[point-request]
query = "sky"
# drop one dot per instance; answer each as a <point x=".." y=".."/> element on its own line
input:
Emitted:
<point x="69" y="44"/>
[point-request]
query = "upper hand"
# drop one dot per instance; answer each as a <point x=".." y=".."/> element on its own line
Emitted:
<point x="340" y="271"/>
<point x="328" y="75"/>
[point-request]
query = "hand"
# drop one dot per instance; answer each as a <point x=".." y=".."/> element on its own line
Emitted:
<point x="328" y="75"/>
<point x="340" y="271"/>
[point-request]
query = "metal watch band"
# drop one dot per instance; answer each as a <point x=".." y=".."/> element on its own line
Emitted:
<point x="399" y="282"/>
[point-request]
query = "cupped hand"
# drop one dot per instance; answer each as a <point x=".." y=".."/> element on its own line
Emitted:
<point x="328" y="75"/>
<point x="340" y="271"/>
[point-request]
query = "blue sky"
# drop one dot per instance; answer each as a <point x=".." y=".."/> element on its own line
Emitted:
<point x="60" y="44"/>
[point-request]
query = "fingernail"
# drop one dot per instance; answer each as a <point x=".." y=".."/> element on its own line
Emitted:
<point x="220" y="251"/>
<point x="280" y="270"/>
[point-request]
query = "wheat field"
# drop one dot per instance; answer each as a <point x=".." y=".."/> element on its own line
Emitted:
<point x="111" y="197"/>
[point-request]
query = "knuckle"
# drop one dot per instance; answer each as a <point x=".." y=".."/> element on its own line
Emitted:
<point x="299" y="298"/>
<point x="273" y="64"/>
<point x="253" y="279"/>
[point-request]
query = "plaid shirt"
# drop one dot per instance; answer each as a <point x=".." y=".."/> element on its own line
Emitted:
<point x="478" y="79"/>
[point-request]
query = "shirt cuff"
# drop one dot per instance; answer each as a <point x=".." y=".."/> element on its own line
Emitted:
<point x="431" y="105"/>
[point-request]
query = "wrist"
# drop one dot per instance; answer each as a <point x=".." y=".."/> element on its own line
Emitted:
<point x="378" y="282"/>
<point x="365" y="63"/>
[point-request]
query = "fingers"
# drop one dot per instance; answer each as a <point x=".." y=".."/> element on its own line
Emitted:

YOUR ASSIGNMENT.
Reproduce the material above. Do not change a word.

SOLVED PROBLEM.
[point-request]
query = "sky"
# drop one dot per instance; answer each as a <point x=".." y=".."/> element on its own line
input:
Emitted:
<point x="69" y="44"/>
[point-request]
query = "upper hand"
# drop one dot per instance; answer each as a <point x=".." y=".."/> element on its own line
Emitted:
<point x="340" y="271"/>
<point x="328" y="75"/>
[point-request]
query = "hand"
# drop one dot per instance; answer each as a <point x=".." y=".."/> element on its own line
Emitted:
<point x="328" y="75"/>
<point x="340" y="271"/>
[point-request]
query = "metal watch band"
# drop one dot per instance; answer each as a <point x=".." y=".."/> element on its own line
Emitted:
<point x="399" y="282"/>
[point-request]
query = "cupped hand"
# drop one dot per instance; answer each as a <point x=".." y=".."/> element on its own line
Emitted:
<point x="328" y="75"/>
<point x="340" y="271"/>
[point-request]
query = "blue sky"
# drop one dot per instance; answer each as a <point x=".." y=".."/> element on its own line
Emitted:
<point x="60" y="44"/>
[point-request]
query = "fingernail"
# drop one dot per instance; answer each as a <point x=".." y=".."/> element on its own line
Emitted:
<point x="220" y="251"/>
<point x="280" y="270"/>
[point-request]
query = "wheat field"
# drop one dot per instance; answer each as a <point x=".." y=".."/> element on its own line
Emitted:
<point x="111" y="197"/>
[point-request]
query = "knuckle"
# drop one dot per instance; answer each as a <point x=".." y=".."/> element on its own line
Emitted:
<point x="299" y="298"/>
<point x="273" y="64"/>
<point x="253" y="279"/>
[point-request]
query = "plaid shirt"
# drop one dot per instance; answer each as a <point x=".." y=".."/> element on its own line
Emitted:
<point x="478" y="79"/>
[point-request]
query = "shirt cuff"
# drop one dot per instance; answer each as a <point x=".." y=".."/> element on its own line
Emitted:
<point x="431" y="105"/>
[point-request]
query = "wrist"
# drop one dot per instance; answer each as a <point x=".." y=".."/> element on its own line
Emitted:
<point x="378" y="282"/>
<point x="365" y="63"/>
[point-request]
query = "fingers"
# drop one dot per instance; answer each as a <point x=".." y=".."/> element on its own line
Emitted:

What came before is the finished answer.